(begin)

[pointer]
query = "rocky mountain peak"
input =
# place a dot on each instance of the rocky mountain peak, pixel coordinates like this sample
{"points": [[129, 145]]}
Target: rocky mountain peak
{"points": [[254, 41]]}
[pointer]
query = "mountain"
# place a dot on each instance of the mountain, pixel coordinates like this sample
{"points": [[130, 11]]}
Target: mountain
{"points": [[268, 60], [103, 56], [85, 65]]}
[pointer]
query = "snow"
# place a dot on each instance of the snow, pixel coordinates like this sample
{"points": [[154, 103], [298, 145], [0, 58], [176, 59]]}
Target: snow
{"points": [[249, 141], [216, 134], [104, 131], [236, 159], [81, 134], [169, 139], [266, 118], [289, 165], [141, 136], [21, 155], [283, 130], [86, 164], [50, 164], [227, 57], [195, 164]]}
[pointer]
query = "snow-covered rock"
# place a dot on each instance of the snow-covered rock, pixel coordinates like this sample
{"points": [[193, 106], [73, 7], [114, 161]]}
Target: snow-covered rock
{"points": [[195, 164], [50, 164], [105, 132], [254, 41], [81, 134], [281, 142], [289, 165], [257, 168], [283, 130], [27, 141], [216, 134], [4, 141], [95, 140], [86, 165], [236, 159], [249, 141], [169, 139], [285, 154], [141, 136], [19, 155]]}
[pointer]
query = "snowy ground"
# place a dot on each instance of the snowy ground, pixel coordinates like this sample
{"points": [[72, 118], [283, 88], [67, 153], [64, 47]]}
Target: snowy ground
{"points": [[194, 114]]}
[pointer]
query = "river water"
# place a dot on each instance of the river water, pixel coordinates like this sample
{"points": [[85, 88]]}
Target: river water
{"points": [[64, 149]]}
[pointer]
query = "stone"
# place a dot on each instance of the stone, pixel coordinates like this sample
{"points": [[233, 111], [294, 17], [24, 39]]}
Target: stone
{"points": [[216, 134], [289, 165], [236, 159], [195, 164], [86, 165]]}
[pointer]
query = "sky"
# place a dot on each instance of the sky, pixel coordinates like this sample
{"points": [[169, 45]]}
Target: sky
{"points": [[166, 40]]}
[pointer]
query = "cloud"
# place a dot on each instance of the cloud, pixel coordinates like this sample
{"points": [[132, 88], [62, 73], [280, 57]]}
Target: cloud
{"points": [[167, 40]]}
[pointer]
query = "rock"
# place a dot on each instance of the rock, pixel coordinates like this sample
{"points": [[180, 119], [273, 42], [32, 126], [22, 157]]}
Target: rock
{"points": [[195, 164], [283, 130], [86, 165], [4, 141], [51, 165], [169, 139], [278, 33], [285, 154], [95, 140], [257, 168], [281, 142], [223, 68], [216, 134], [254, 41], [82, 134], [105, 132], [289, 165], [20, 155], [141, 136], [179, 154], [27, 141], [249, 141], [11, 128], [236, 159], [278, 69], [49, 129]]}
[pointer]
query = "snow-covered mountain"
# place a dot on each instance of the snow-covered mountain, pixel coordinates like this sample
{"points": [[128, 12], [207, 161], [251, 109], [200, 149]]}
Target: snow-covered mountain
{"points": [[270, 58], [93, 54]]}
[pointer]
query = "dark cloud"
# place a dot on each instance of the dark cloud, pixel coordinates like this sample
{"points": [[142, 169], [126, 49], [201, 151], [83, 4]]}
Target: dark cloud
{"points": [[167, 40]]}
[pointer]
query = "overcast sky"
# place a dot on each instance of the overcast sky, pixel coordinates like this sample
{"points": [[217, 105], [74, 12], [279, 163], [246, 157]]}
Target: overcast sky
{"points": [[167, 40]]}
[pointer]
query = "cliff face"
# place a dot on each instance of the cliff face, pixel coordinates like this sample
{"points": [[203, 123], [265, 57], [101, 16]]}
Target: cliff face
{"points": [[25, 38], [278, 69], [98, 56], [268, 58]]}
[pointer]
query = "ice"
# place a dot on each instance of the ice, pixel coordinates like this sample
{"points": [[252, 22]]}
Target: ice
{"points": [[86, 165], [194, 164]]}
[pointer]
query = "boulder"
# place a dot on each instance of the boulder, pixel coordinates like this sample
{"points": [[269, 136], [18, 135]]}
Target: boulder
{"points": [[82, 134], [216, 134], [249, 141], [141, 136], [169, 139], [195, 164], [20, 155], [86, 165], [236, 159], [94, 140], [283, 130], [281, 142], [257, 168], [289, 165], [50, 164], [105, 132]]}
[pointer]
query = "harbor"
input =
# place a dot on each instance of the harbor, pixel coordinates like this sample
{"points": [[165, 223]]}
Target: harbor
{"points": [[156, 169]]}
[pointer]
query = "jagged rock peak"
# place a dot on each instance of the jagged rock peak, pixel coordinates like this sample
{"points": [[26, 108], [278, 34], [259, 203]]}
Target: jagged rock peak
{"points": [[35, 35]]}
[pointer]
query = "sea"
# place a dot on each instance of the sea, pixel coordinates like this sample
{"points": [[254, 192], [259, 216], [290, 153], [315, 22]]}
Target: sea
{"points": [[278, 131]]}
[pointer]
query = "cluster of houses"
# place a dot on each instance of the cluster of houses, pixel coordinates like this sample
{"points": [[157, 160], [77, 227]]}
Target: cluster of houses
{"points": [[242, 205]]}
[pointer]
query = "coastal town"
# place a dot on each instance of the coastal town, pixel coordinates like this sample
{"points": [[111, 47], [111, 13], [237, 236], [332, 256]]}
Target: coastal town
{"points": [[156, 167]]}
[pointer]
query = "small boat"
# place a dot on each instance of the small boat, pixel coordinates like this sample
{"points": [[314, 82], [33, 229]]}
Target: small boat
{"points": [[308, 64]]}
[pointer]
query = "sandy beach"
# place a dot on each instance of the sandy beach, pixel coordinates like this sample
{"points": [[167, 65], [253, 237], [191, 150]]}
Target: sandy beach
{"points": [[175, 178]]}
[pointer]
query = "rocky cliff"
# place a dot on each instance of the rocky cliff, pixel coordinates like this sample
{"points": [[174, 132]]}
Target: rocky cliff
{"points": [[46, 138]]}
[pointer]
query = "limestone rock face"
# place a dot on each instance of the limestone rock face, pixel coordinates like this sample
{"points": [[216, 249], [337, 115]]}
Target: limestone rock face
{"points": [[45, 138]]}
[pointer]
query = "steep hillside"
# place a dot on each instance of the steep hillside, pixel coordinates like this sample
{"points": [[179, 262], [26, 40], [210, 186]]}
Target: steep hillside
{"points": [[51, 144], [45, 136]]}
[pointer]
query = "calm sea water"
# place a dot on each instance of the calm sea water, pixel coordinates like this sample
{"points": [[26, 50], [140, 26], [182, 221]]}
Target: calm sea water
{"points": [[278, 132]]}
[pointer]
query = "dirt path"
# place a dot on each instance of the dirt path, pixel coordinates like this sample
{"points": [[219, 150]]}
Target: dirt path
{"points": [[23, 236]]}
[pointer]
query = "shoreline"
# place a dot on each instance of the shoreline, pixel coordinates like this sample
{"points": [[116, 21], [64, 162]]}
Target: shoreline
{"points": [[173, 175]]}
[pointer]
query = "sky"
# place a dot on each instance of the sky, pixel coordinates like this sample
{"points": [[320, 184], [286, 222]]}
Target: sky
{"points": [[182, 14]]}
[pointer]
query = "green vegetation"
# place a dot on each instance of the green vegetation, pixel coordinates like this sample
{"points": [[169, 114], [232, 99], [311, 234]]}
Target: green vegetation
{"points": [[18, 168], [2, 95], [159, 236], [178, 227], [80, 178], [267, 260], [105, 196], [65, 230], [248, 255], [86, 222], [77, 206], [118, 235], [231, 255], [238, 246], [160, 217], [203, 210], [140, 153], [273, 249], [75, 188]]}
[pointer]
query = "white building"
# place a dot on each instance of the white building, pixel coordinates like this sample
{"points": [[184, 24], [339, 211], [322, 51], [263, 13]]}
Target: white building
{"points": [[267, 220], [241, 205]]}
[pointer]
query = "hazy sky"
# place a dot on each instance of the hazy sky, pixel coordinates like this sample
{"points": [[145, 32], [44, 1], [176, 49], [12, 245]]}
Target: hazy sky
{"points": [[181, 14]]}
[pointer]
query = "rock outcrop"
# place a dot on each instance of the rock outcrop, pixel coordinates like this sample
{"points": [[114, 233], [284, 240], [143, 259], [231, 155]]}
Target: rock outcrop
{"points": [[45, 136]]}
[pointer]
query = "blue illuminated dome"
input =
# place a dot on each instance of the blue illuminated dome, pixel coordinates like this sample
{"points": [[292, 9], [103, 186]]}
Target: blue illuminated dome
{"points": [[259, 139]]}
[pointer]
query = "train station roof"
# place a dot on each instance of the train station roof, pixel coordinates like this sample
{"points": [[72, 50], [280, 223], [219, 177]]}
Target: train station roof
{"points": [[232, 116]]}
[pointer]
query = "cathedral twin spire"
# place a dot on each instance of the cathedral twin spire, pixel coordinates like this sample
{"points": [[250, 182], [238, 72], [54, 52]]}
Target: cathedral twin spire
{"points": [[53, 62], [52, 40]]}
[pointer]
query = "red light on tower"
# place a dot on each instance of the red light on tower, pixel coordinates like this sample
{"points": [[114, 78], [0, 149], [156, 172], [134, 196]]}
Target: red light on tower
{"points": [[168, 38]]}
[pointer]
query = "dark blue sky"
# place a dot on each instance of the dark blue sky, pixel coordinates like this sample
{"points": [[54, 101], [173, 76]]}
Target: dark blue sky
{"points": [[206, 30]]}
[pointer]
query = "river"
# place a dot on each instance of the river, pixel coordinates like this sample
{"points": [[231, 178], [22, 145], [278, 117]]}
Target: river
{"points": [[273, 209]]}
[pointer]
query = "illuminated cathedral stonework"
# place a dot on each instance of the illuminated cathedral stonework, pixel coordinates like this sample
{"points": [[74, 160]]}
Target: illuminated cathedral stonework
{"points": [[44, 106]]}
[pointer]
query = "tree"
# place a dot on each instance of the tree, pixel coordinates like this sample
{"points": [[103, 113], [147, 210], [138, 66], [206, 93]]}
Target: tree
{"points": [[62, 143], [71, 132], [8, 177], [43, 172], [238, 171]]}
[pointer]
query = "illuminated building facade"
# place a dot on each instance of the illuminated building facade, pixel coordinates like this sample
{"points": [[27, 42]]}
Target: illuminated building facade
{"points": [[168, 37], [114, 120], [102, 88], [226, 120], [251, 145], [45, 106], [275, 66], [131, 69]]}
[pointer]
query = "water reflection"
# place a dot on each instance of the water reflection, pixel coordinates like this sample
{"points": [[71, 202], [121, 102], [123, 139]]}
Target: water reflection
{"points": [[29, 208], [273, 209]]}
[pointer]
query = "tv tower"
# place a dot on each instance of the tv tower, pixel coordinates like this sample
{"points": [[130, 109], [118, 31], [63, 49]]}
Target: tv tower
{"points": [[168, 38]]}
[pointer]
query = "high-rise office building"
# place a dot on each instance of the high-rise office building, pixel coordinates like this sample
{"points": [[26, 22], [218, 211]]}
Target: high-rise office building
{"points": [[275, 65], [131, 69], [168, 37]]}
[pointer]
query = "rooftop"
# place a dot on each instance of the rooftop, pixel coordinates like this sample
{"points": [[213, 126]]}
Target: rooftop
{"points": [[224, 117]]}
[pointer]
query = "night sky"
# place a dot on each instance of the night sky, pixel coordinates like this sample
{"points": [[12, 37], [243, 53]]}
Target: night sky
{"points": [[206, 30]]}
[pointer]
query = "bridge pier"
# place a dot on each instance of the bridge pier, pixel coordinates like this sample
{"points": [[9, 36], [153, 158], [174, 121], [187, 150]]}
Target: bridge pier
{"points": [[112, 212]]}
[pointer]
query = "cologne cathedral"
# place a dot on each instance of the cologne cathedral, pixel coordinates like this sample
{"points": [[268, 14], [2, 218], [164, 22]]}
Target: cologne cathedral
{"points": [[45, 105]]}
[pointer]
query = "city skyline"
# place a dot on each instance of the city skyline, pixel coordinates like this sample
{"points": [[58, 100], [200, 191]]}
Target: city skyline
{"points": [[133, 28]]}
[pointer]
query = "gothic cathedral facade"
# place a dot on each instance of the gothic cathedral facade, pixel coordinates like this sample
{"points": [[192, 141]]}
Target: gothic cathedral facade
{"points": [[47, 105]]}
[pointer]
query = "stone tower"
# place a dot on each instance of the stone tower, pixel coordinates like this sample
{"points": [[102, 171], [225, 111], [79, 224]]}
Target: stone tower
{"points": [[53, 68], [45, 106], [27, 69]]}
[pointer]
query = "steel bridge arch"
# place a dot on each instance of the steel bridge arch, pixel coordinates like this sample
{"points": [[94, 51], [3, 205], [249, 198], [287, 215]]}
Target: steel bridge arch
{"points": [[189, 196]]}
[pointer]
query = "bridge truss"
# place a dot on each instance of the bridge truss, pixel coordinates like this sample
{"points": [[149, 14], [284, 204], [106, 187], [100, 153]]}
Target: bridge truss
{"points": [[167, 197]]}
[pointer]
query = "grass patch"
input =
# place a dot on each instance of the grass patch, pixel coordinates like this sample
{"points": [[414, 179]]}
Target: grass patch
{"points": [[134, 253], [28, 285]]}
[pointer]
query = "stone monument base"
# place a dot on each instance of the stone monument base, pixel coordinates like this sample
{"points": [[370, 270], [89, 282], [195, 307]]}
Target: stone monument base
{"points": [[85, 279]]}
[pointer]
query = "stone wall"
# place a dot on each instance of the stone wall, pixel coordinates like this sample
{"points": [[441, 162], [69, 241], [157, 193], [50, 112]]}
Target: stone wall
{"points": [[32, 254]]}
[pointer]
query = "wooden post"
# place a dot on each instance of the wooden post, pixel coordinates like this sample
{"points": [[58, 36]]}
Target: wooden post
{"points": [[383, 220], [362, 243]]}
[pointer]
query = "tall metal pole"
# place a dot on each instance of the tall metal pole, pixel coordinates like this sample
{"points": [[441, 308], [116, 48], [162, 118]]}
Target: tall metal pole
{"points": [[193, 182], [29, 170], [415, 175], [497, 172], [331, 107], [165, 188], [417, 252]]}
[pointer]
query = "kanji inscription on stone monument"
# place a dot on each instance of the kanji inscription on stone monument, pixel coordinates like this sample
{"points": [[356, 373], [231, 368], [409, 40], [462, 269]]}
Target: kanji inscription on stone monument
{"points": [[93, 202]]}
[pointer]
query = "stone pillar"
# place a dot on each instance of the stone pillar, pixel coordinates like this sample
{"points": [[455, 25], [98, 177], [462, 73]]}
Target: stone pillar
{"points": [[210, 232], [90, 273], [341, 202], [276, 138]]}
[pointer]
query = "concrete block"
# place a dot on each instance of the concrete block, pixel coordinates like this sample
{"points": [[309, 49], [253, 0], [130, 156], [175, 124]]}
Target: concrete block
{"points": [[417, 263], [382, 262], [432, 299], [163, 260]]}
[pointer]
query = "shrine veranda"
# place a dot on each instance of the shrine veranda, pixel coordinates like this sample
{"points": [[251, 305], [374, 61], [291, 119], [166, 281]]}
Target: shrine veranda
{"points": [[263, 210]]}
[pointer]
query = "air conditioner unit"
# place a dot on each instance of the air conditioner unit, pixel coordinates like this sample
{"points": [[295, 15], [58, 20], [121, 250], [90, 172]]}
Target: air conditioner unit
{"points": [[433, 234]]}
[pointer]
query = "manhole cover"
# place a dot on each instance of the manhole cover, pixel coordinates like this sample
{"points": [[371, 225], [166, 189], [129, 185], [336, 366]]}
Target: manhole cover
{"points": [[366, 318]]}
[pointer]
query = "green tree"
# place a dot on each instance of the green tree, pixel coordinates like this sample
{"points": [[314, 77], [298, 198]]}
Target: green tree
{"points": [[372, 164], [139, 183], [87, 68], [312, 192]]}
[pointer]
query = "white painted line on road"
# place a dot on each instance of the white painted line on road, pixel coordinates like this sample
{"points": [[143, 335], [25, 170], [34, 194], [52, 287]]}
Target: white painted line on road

(end)

### TASK BRIEF
Which lines in the entries above contain the string "path"? Copy every such line, and count only matches whose case is identical.

### EXERCISE SOLUTION
query = "dirt path"
# place a dot on each instance of the dirt path, pixel coordinates like this sample
Target: dirt path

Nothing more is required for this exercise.